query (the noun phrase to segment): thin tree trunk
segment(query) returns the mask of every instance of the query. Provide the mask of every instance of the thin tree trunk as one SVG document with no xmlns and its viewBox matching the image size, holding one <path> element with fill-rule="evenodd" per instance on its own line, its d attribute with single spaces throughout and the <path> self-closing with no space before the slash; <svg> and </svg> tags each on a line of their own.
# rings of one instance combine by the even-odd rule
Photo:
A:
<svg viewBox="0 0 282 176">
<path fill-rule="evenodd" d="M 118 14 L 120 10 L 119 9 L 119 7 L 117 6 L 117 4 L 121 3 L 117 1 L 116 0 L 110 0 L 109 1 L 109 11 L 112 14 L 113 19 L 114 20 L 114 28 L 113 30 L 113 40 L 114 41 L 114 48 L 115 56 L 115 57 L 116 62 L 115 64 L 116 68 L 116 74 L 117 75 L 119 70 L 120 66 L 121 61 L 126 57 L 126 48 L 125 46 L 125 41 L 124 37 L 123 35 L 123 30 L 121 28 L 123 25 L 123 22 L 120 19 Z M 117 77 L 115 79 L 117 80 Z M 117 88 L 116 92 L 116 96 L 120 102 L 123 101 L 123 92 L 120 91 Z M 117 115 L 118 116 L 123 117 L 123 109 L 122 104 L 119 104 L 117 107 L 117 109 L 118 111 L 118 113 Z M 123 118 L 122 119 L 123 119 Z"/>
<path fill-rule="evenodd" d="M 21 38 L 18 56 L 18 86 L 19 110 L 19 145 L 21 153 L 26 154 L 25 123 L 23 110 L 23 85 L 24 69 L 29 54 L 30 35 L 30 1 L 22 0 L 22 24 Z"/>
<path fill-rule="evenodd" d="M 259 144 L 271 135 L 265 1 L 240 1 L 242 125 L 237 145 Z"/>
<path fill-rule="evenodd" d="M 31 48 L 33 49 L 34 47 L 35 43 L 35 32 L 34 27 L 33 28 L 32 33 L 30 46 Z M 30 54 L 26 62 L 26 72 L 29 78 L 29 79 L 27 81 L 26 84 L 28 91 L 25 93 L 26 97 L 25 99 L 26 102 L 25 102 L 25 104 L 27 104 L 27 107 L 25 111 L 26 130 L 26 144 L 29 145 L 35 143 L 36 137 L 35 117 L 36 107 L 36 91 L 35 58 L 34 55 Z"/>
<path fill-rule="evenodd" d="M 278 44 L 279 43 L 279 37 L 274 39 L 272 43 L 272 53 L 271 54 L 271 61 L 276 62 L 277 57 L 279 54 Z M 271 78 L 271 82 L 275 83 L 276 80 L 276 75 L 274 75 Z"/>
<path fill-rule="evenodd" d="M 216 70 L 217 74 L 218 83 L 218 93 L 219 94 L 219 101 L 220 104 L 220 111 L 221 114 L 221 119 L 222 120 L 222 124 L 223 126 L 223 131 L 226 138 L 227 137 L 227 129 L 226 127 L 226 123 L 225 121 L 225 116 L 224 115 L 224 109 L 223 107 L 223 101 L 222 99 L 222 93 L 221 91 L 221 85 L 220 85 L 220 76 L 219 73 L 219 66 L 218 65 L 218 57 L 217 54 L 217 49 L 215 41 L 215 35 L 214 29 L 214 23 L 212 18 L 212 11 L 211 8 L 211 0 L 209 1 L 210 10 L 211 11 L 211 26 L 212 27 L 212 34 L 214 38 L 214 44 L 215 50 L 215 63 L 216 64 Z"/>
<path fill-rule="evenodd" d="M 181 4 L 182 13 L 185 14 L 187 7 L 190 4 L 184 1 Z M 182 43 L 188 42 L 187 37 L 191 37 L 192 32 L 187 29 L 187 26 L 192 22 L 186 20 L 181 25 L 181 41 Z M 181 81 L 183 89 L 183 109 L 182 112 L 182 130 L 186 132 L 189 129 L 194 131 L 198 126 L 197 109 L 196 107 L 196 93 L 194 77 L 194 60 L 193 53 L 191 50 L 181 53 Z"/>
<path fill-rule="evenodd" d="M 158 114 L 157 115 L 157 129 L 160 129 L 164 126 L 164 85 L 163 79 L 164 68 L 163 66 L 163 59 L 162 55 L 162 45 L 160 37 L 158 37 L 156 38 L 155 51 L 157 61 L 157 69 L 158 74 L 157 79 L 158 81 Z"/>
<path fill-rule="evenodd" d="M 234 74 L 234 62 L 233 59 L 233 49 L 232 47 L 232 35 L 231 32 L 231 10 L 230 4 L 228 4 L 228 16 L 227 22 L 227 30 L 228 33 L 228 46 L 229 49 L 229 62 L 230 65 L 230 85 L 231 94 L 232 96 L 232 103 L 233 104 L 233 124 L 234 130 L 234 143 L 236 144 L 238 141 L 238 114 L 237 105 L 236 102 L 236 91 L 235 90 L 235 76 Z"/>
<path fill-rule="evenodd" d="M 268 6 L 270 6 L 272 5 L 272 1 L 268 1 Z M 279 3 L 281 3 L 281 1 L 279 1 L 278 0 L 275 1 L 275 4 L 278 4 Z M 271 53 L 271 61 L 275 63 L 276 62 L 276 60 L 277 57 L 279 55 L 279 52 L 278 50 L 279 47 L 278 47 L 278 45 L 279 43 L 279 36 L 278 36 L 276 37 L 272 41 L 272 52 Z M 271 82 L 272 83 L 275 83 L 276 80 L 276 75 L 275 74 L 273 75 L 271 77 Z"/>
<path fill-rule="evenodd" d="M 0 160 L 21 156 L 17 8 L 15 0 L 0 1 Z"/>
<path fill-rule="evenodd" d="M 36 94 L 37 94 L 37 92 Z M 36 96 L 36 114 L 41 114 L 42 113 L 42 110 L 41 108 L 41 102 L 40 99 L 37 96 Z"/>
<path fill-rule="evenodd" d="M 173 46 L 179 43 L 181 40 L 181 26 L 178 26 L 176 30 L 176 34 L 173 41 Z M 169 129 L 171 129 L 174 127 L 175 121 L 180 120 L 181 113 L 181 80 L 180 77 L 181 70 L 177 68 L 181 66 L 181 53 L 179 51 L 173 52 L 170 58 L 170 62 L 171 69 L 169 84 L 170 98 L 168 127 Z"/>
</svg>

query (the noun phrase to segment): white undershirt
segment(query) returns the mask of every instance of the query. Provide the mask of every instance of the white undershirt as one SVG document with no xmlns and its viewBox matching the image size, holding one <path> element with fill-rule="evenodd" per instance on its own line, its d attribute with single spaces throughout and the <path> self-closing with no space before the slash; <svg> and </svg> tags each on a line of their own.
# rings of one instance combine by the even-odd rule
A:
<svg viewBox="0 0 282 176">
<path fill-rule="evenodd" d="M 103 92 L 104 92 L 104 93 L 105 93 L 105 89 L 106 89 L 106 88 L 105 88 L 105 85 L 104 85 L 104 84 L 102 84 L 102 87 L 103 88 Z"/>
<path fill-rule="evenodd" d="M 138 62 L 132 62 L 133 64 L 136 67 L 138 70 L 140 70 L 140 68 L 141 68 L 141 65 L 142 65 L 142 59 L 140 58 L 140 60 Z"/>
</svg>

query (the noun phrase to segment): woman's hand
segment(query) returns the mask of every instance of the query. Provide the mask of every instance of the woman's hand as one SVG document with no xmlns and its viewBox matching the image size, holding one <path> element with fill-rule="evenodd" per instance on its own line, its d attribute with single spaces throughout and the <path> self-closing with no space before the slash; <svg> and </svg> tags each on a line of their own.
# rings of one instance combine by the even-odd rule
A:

================================

(Stated problem)
Please render the entries from the line containing "query (the noun phrase to segment): woman's" through the end of the entries as a numbered list, leaving out any blank lines.

(Reply)
1. query (the noun phrase to segment): woman's hand
2. segment(query) returns the mask of every instance of the query. Provide the mask of every instance of the woman's hand as one SVG document with no xmlns and its viewBox matching the image size, holding one <path> element with fill-rule="evenodd" per instance on its own line, its d attribute with single spaces throughout and the <path> self-closing with no space before the slash; <svg> and </svg> tags each on a line of their own.
3. # rings of one instance combine by the even-odd rule
4. A:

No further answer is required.